▸ What you need to do: Update the passage on the Christian women's letter about Trump: restate it from "In a statement" to "of the recordings.", with "business magnate" swapped for "real estate developer".

▸ Source extract:

More than 700 female Christian leaders signed a letter to condemn Republican presidential nominee Donald Trump for the inappropriate remarks that he made towards women.
The candidate was heard bragging about groping and kissing women in a 2005 video that was leaked earlier this month. At least nine women have come out to accuse Trump of sexual assault since the clip was released. Trump downplayed the recording as "locker room talk" and denied the allegations of sexual misconduct.
In a statement issued last week, the women criticized the candidate for trying to make light of the lewd remarks.
"As Christian women, we are appalled by Republican presidential nominee Donald Trump's recorded remarks that disparage women and condone sexual assault," the letter began.
"Such language cannot be dismissed as 'locker room talk.' Mr. Trump must offer public contrition that fully acknowledges the seriousness and depravity of his actions," it added.
The women also called out other Christian leaders who continued to support the business magnate even after the release of the recordings.

▸ Material provided:

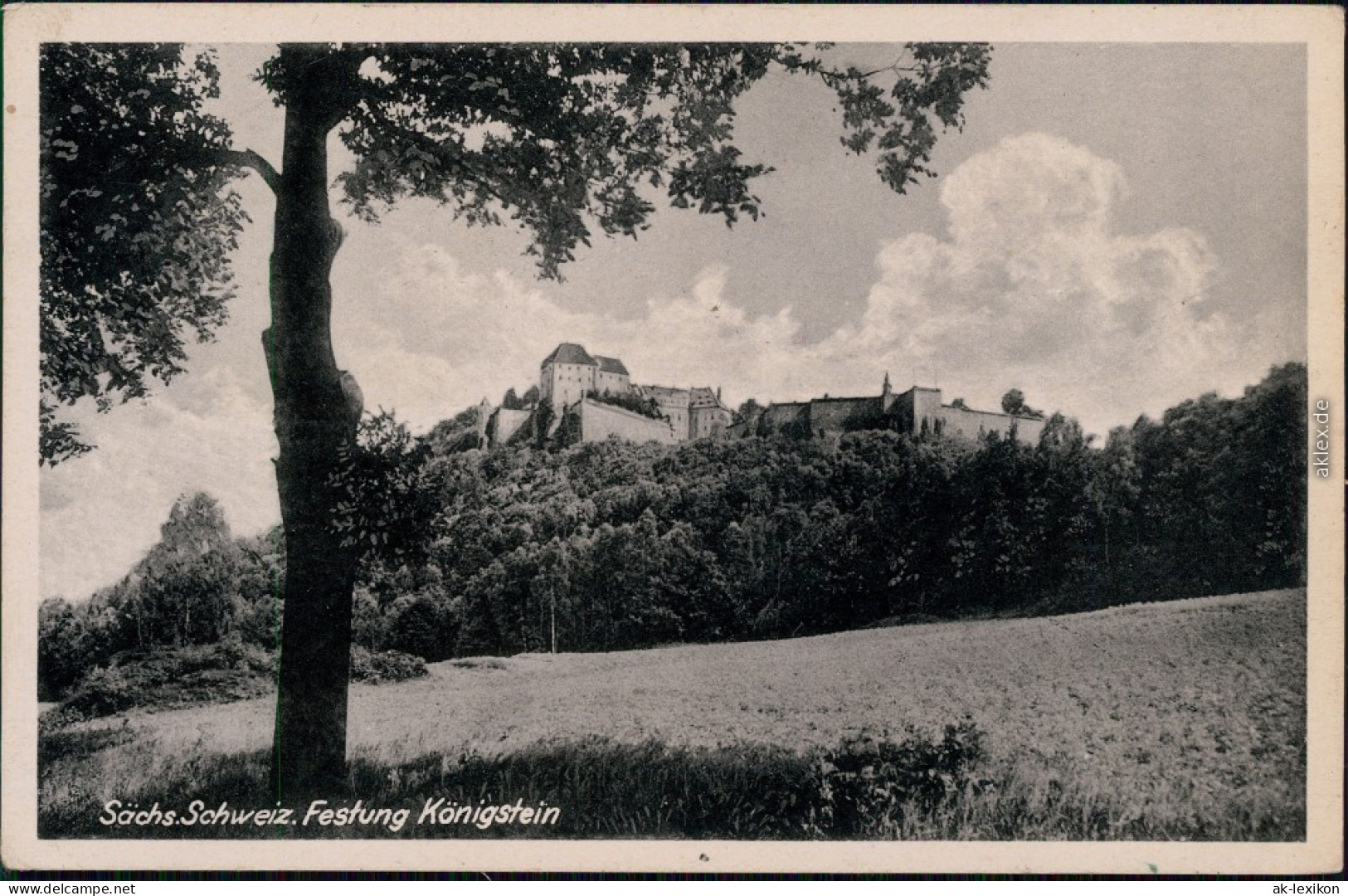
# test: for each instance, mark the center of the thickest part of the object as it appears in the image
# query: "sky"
(1115, 229)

▸ Answer to this exercise:
In a statement issued last week, the women criticized the candidate for trying to make light of the lewd remarks.
"As Christian women, we are appalled by Republican presidential nominee Donald Trump's recorded remarks that disparage women and condone sexual assault," the letter began.
"Such language cannot be dismissed as 'locker room talk.' Mr. Trump must offer public contrition that fully acknowledges the seriousness and depravity of his actions," it added.
The women also called out other Christian leaders who continued to support the real estate developer even after the release of the recordings.